__抜粋本文__
- 小学生の泰成君。
- 家の近くに、母子支援施設があった。
- 石垣で囲まれ、鉄の門。要塞のような城に見えた。
- 入った事はない。
- 入ったら、出てこれないのではないかと、怖れた。
- でも、そこから走り出てくる子供達は、元気で、活発。
- 紙芝居とベーゴマの時代は遠い昔。
- その頃は、裏路上で、メンコ、ビー玉。
- 裏路上には、共同の井戸、物干しに洗濯物がはためく。
- その、土の路上では、男の子は相撲、女の子はゴム跳び。
- そして、我らがギャンブラー泰成君は、ビー玉。
- ビー玉は、子供にとって、通貨と同じ。
- 投げ玉に使う大きなビー玉は、水晶球のように、華美で、美しい。
- とって置けば良かった。
- 泰成君は、何をやっても弱かった。
- メンコは年長の力のある奴に敵うわけがない。
- 母子寮の子は兎に角強かった。何をやっても、賭け事は。
- つまり、泰成君は町内会のカモだった。

__本文の活用__
1. 抜粋本文にある「ビー玉は、子供にとって、通貨と同じ。」という文を英語に訳すこと。
2. 抜粋本文のうち、「- そして、我らがギャンブラー泰成君は、ビー玉。」で始まり「- つまり、泰成君は町内会のカモだった。」で終わる部分を、そのまま書き写すこと。

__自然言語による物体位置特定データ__
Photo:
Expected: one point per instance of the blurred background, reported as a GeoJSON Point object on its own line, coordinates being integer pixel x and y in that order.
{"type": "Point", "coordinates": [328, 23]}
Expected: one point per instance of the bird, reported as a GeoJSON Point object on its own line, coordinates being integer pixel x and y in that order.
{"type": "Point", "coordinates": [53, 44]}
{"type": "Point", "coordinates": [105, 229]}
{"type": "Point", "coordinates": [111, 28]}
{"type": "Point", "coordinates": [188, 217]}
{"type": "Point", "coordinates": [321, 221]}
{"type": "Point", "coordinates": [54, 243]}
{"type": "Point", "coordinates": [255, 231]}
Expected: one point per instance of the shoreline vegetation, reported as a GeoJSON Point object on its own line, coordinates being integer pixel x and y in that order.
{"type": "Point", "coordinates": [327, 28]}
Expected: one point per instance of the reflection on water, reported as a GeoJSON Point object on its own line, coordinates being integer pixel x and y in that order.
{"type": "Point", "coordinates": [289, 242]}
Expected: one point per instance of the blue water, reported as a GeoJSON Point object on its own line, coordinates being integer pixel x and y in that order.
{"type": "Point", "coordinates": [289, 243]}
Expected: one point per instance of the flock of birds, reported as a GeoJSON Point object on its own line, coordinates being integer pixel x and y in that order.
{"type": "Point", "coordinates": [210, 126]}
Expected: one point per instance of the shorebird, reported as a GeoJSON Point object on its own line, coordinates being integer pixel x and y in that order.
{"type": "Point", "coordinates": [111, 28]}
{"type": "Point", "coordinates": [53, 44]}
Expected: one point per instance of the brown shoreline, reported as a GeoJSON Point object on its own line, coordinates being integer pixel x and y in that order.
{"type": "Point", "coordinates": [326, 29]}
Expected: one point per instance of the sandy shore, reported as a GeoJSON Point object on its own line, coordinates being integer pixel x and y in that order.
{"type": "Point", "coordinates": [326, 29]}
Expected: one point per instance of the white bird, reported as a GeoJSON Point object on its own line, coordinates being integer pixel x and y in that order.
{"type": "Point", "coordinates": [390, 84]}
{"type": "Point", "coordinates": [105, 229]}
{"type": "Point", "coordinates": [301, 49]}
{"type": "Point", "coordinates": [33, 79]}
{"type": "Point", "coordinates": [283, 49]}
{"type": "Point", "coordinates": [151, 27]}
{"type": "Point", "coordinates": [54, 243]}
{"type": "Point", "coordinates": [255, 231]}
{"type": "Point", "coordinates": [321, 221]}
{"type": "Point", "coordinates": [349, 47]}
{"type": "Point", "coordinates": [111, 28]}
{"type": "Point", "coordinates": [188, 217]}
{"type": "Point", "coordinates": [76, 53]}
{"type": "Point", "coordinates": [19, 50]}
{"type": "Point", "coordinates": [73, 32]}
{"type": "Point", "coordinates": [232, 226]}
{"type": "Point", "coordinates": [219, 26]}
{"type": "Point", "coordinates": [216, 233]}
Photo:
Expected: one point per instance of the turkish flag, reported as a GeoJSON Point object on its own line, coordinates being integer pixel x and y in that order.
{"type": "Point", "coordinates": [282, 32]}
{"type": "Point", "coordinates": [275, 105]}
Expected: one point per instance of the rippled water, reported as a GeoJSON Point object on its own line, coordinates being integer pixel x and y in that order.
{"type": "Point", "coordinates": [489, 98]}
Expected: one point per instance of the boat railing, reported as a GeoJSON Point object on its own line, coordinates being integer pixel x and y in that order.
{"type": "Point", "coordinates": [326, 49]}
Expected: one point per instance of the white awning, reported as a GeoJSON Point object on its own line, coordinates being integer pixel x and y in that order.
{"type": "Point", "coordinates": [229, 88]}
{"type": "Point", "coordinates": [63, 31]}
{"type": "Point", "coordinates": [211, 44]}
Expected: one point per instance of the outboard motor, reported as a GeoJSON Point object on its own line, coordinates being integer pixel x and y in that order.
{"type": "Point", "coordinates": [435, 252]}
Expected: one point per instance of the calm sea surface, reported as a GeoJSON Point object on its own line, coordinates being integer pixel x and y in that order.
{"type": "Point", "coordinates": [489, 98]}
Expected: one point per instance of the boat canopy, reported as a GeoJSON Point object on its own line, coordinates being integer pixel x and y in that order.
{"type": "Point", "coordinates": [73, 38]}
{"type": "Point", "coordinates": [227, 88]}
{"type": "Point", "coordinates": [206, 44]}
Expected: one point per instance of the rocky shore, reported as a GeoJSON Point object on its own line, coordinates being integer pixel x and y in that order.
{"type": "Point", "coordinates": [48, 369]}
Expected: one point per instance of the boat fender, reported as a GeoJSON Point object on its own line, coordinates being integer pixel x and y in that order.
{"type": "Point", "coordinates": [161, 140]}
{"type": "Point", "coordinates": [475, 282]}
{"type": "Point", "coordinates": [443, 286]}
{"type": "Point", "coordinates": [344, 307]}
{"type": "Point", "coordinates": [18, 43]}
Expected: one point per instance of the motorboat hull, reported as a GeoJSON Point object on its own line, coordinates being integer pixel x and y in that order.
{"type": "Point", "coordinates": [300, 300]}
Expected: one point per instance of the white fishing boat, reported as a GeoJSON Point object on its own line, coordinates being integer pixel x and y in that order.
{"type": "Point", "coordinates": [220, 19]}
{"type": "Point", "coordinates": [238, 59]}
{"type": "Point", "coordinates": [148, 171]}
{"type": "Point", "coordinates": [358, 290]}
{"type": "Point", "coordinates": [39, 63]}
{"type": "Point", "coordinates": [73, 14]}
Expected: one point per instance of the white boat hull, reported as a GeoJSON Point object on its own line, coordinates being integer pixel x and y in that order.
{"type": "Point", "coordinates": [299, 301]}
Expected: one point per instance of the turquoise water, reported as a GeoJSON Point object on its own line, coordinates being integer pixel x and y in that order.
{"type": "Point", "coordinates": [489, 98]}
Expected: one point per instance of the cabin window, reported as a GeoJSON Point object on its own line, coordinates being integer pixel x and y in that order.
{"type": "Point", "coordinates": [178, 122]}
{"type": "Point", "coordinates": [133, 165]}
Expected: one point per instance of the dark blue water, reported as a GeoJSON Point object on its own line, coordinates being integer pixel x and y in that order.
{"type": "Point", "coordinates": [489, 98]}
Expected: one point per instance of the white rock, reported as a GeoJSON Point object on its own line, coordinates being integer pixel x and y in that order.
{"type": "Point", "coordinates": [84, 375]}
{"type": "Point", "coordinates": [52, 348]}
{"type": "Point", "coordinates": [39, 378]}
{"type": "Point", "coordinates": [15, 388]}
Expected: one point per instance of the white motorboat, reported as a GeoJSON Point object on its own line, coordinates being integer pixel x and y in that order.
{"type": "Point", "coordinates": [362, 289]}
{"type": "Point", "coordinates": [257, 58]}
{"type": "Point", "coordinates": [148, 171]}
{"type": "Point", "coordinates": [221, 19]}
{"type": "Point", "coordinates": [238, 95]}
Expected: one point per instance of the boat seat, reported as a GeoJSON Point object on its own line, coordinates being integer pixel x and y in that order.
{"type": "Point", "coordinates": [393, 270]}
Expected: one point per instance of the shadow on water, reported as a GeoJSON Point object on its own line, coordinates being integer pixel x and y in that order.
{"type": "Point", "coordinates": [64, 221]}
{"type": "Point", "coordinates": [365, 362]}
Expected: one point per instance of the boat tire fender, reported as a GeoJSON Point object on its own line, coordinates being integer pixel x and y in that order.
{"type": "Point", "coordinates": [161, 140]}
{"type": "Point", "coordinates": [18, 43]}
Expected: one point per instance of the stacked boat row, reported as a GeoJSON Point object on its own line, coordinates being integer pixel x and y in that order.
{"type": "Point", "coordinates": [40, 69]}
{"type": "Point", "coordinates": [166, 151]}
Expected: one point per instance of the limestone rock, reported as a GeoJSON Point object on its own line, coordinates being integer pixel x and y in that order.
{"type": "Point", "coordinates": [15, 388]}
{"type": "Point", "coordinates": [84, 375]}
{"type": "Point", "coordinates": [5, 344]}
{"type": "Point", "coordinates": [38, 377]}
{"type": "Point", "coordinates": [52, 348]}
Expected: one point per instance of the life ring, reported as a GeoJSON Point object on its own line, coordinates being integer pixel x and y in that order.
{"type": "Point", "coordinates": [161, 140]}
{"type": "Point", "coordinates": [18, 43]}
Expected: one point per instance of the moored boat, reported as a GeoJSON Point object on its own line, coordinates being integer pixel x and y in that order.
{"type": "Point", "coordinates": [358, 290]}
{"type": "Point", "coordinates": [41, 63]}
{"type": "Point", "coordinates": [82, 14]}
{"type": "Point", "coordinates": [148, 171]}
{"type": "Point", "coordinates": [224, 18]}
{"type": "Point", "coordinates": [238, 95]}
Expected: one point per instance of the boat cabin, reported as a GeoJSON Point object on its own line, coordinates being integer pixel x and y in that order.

__各課題の結果__
1. For children, marbles were the same as currency.

2.
- そして、我らがギャンブラー泰成君は、ビー玉。
- ビー玉は、子供にとって、通貨と同じ。
- 投げ玉に使う大きなビー玉は、水晶球のように、華美で、美しい。
- とって置けば良かった。
- 泰成君は、何をやっても弱かった。
- メンコは年長の力のある奴に敵うわけがない。
- 母子寮の子は兎に角強かった。何をやっても、賭け事は。
- つまり、泰成君は町内会のカモだった。